- **TASK**
Pictures aside, write out every record exactly as it appears.

### SUPPLIED DATA

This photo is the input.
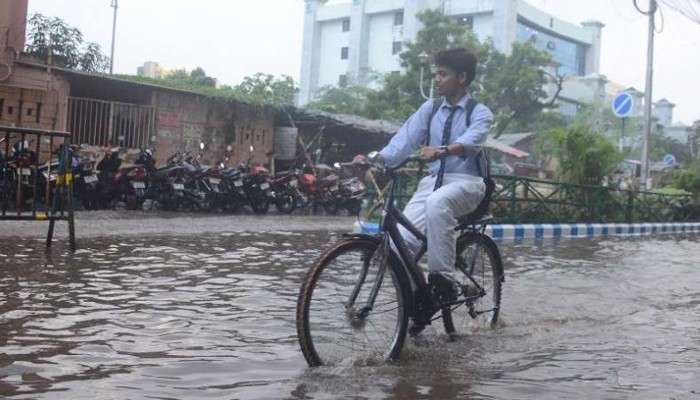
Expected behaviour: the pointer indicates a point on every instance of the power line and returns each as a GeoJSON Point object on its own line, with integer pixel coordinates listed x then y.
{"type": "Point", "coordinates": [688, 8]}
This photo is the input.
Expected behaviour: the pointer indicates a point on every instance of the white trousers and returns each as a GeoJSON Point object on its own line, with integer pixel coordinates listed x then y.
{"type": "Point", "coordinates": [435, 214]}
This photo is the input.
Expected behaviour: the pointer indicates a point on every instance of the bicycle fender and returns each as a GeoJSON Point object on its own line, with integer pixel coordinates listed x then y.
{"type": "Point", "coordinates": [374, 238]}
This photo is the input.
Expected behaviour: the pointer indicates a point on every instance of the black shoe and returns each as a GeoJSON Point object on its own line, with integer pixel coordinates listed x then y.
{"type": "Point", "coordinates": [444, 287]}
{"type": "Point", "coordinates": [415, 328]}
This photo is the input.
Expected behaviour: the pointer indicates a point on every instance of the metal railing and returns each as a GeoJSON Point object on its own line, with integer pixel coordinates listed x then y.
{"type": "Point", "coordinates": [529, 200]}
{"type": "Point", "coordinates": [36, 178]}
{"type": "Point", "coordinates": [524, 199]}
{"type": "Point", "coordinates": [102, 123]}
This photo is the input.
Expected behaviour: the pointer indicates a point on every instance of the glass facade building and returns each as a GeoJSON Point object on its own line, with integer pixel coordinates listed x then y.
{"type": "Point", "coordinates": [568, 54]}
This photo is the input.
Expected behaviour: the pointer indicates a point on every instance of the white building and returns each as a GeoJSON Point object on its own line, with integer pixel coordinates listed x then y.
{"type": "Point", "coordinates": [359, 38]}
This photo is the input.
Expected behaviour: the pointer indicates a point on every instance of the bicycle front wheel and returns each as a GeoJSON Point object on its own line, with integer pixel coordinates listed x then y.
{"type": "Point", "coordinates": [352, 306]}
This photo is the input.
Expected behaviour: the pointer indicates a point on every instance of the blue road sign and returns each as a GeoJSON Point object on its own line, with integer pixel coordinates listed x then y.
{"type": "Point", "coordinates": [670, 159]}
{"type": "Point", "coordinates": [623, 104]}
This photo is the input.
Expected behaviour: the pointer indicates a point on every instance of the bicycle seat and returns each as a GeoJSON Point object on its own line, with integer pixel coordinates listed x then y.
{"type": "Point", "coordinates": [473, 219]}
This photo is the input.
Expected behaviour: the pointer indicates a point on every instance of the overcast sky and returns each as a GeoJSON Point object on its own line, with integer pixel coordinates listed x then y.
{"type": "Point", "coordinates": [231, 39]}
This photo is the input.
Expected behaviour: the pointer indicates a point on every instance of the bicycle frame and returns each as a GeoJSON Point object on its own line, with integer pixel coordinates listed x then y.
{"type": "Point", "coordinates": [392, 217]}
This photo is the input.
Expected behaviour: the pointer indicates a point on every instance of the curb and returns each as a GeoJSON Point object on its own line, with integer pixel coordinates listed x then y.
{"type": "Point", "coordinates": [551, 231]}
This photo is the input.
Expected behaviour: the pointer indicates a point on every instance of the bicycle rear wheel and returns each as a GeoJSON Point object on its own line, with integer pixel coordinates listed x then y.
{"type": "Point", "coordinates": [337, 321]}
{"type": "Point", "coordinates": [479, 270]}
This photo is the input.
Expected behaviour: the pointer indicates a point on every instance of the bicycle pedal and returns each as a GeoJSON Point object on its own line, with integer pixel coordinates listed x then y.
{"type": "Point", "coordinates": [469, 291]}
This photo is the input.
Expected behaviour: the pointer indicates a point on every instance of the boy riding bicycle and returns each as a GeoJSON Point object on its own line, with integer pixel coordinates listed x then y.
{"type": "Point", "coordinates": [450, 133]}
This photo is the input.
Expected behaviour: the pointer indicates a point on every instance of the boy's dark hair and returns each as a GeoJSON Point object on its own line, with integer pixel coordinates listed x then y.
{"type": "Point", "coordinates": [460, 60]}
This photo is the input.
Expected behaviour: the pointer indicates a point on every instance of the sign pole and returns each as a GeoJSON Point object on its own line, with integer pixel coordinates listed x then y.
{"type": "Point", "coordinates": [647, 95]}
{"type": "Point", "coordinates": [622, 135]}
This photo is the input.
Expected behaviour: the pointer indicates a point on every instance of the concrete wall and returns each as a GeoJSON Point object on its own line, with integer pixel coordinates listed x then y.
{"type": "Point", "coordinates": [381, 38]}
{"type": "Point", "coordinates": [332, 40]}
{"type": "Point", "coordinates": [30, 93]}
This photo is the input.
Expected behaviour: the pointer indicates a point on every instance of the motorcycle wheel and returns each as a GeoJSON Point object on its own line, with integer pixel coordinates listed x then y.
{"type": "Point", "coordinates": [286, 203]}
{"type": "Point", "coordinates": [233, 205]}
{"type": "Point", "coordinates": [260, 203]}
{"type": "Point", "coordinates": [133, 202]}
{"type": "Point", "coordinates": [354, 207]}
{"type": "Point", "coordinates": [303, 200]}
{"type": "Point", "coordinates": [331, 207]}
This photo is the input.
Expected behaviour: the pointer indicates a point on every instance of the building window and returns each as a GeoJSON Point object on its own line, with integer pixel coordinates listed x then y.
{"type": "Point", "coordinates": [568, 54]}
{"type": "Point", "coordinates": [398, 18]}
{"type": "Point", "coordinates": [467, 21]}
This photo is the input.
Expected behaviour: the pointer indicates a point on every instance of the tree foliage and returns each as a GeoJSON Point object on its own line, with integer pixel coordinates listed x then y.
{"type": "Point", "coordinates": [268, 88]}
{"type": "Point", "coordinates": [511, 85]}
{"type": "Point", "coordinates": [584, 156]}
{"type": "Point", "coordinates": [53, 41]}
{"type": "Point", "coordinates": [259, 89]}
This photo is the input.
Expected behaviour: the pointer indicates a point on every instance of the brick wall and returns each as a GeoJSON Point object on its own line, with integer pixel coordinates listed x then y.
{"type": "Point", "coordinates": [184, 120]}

######

- **ANSWER BELOW**
This photo is the input.
Expected behaviour: the pointer indicates a point on every instance of the power line and returns each as a GeoJSON Point object on its own line, with integer pixel coordinates listed x then y.
{"type": "Point", "coordinates": [688, 8]}
This photo is the input.
Expected behaviour: the pointer indicates a point on every instance of the white trousers and returns each as a GeoJSON Point object on its own line, with integer pixel coordinates listed x then y.
{"type": "Point", "coordinates": [435, 214]}
This photo is the input.
Expected behaviour: the pointer indicates a point on every instance of the bicycle fender and returns each as a GeoJSON Point object on its own line, with integer pixel coordinates listed x then y.
{"type": "Point", "coordinates": [374, 238]}
This photo is the input.
Expected behaviour: the pointer indicates a point on every instance of the black shoe and returns each as a GeoJSON Point object on its own line, with integer pixel coordinates listed x then y.
{"type": "Point", "coordinates": [444, 287]}
{"type": "Point", "coordinates": [415, 328]}
This photo is the input.
Expected behaviour: the pointer indicates a point on every instance of the metal railing and returns each as a GeoJSON Point object on its own line, with integer pixel coordinates listed x then y.
{"type": "Point", "coordinates": [529, 200]}
{"type": "Point", "coordinates": [36, 178]}
{"type": "Point", "coordinates": [524, 199]}
{"type": "Point", "coordinates": [102, 123]}
This photo is the input.
Expected behaviour: the pointer indicates a point on every instance of the glass facade building and returns each as a GeoJSON Point object on its own line, with integer pixel coordinates listed x then y.
{"type": "Point", "coordinates": [568, 54]}
This photo is the input.
Expected behaviour: the pointer indicates a point on every instance of the white building and returns each as a GeoJSON Point object on its own line, with integer pixel coordinates listed x then y.
{"type": "Point", "coordinates": [359, 38]}
This photo is the input.
Expected behaviour: the pointer indicates a point on every instance of the bicycle front wheel and returns each as a GeoJSON Point object on its own line, with integer pixel coordinates listed x then y.
{"type": "Point", "coordinates": [352, 306]}
This photo is the input.
Expected behaviour: the pointer indicates a point on every instance of the blue road sign and returns each as a GeoJSON Point object on its own line, with integer pixel coordinates listed x then y.
{"type": "Point", "coordinates": [670, 159]}
{"type": "Point", "coordinates": [623, 104]}
This photo is the input.
Expected behaviour: the pointer indicates a point on every instance of the bicycle seat and returns each as a GeoJSON Point object on its own line, with integer pixel coordinates listed x then y.
{"type": "Point", "coordinates": [473, 219]}
This photo is the input.
Expected behaviour: the pointer indicates a point on every instance of the overcast sky and returns each as a GeoJSON Point object on its own line, with integer pixel coordinates listed x then y.
{"type": "Point", "coordinates": [231, 39]}
This photo is the input.
Expected behaviour: the pointer indicates a point on every instance of the bicycle frame and returns each as a GeoJSON Point object on its own line, with integer pixel coordinates listed x then y.
{"type": "Point", "coordinates": [392, 217]}
This photo is the input.
Expected behaviour: the pointer indicates a point on every instance of the curb and returns each as a GeoJSON Point object on its own line, with integer pixel coordinates listed x then y.
{"type": "Point", "coordinates": [551, 231]}
This photo is the input.
Expected behaviour: the pointer indicates a point on every instance of the bicycle rear wheel and returns each as a GeoJSON Point object on its own line, with integer pixel coordinates listed x then y.
{"type": "Point", "coordinates": [337, 321]}
{"type": "Point", "coordinates": [479, 270]}
This photo is the input.
Expected behaviour: the pointer indicates a point on every instance of the bicycle pedal and returns each as a GeoJSON Point object on its own line, with integer pixel coordinates listed x then y.
{"type": "Point", "coordinates": [469, 291]}
This photo is the input.
Expected behaviour: the pointer indicates a point on every instance of the boy riding bicycle and returns each as a GeoJSON Point object on its own line, with integer pixel coordinates listed x then y.
{"type": "Point", "coordinates": [450, 133]}
This photo is the input.
Expected behaviour: the pointer indicates a point on every instance of the boy's dark hair and returns each as a GeoJSON Point object on its own line, with integer pixel coordinates listed x then y.
{"type": "Point", "coordinates": [460, 60]}
This photo is the input.
Expected behaviour: the pointer indicates a point on every instance of the sign pole and returns each as a GeoJSON Point object on its own line, with integer pixel coordinates listed x then y.
{"type": "Point", "coordinates": [647, 95]}
{"type": "Point", "coordinates": [622, 135]}
This photo is the input.
Expected behaviour: the pointer indicates a point on every instance of the concrete wall and returns each as a GeoJSON Point object on its own line, with integer pixel coordinates listed x then y.
{"type": "Point", "coordinates": [381, 38]}
{"type": "Point", "coordinates": [332, 40]}
{"type": "Point", "coordinates": [30, 93]}
This photo is the input.
Expected behaviour: the pointer indicates a point on every instance of the motorcycle wheel and returns each as a GeoJSON Point object on its own line, with integer pixel coordinates listed x then y.
{"type": "Point", "coordinates": [286, 203]}
{"type": "Point", "coordinates": [233, 205]}
{"type": "Point", "coordinates": [260, 203]}
{"type": "Point", "coordinates": [133, 202]}
{"type": "Point", "coordinates": [354, 207]}
{"type": "Point", "coordinates": [303, 200]}
{"type": "Point", "coordinates": [331, 207]}
This photo is the input.
Expected behaviour: the pointer indicates a point on every instance of the building window and returns each as a GeoJSON Point object on its own line, with integer pixel coordinates listed x then y.
{"type": "Point", "coordinates": [568, 54]}
{"type": "Point", "coordinates": [398, 18]}
{"type": "Point", "coordinates": [467, 21]}
This photo is the input.
Expected behaviour: the pointer indicates a point on every instance of the tree foliage and returns each as a GeoJSON Point object on its own line, with integer pixel coordinates listed x then y.
{"type": "Point", "coordinates": [268, 88]}
{"type": "Point", "coordinates": [511, 85]}
{"type": "Point", "coordinates": [584, 156]}
{"type": "Point", "coordinates": [53, 41]}
{"type": "Point", "coordinates": [259, 89]}
This photo is the input.
Expected behaviour: the pointer indicates a point on every instance of the brick wall and returns each as a GeoJSON Point object on its own line, with integer pixel coordinates listed x then y.
{"type": "Point", "coordinates": [184, 120]}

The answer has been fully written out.